### Page ###

Cette menace agace grandement Bruxelles, qui n’accepte pas que Johnson veuille renégocier une entente qu’il a lui-même signée. Pour eux, le lien de confiance est rompu. L’UE a clairement fait savoir qu’elle s’opposait à toute modification en profondeur du protocole et brandi la menace d’une guerre commerciale avec le Royaume-Uni. Elle est soutenue par Washington, qui suit le dossier de près et menace pour sa part de saborder le projet d’accord commercial avec le Royaume-Uni.

Quel scénario pour la suite ?

Si aucune issue n’est trouvée dans les six prochains mois, les électeurs nord-irlandais retourneront aux urnes. Mais ces élections s’annoncent risquées pour le DUP, dont la stratégie ne fait pas l’unanimité. « Les gens sont en colère ici. Plusieurs pensent qu’il y a d’autres priorités, comme le coût de la vie et le système de santé », résume David Mitchell, expert en résolution de conflits au Trinity College Dublin, à Belfast.

Christophe Gillissen prévoit, du reste, que l’impasse finira par se dénouer. « Je pense que Londres n’ira pas jusqu’au bout parce que c’est contraire au droit international et que ça va lui compliquer la vie avec Washington. » Selon lui, le gouvernement britannique serait bien mal avisé de provoquer des sanctions et une guerre commerciale avec l’UE, alors que la situation économique s’aggrave au Royaume-Uni (9 % d’inflation en avril).

Même conclusion chez Duncan Morrow, professeur à l’Université d’Ulster, à Belfast : « Boris Johnson fera durer la confrontation tant que cela fait son affaire. Mais il va reculer quand il réalisera que tout cela peut provoquer une crise qui le dépasse. Il va jouer un peu et trouver un compromis… »

Dix ans pour réunifier l’Irlande

La victoire historique du Sinn Féin, le 5 mai dernier en Irlande du Nord, rebat les cartes dans cette région cicatrisée du Royaume-Uni. Le parti nationaliste entend profiter de son élan pour orchestrer la réunification avec la République irlandaise d’ici « la prochaine décennie ». Réaliste ? Selon la députée de West Tyrone, Orfhlaith Begley, cela ne fait aucun doute…

PHOTO MARTIN CHAMBERLAND, LA PRESSE

Orfhlaith Begley, députée du Sinn Féin, était de passage à Montréal.

LA PRESSE : C’est la première fois que votre parti, le Sinn Féin, remporte les élections en Irlande du Nord, historiquement dominée par des partis loyalistes (pro-Royaume-Uni). Comment expliquer ce renversement ?

### Informations fournies ###

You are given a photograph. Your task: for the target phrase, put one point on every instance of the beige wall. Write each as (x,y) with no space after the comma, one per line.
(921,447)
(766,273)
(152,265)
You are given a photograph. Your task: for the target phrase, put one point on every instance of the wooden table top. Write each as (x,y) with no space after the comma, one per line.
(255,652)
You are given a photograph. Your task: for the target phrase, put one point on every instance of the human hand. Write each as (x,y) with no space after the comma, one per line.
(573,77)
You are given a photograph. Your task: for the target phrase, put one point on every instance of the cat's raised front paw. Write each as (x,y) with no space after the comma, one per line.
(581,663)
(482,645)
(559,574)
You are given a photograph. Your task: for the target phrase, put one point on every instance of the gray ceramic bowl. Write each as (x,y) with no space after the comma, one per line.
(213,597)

###

● Tâche donnée 1
Réécrivez sous forme de liste le paragraphe de l'article qui débute par « Christophe Gillissen prévoit », en conservant ses faits principaux.
● Tâche donnée 2
Reproduisez fidèlement le passage de l'article qui commence aux mots « Dix ans pour réunifier » et se termine après les mots « expliquer ce renversement ? ».

● Résultat 1
- Christophe Gillissen prévoit que l'impasse finira par se dénouer.
- Selon lui, Londres n'ira pas jusqu'au bout, car ce serait contraire au droit international et compliquerait ses relations avec Washington.
- Le gouvernement britannique serait mal avisé de provoquer des sanctions et une guerre commerciale avec l'UE.
- La situation économique s'aggrave au Royaume-Uni, avec 9 % d'inflation en avril.

● Résultat 2
Dix ans pour réunifier l’Irlande

La victoire historique du Sinn Féin, le 5 mai dernier en Irlande du Nord, rebat les cartes dans cette région cicatrisée du Royaume-Uni. Le parti nationaliste entend profiter de son élan pour orchestrer la réunification avec la République irlandaise d’ici « la prochaine décennie ». Réaliste ? Selon la députée de West Tyrone, Orfhlaith Begley, cela ne fait aucun doute…

PHOTO MARTIN CHAMBERLAND, LA PRESSE

Orfhlaith Begley, députée du Sinn Féin, était de passage à Montréal.

LA PRESSE : C’est la première fois que votre parti, le Sinn Féin, remporte les élections en Irlande du Nord, historiquement dominée par des partis loyalistes (pro-Royaume-Uni). Comment expliquer ce renversement ?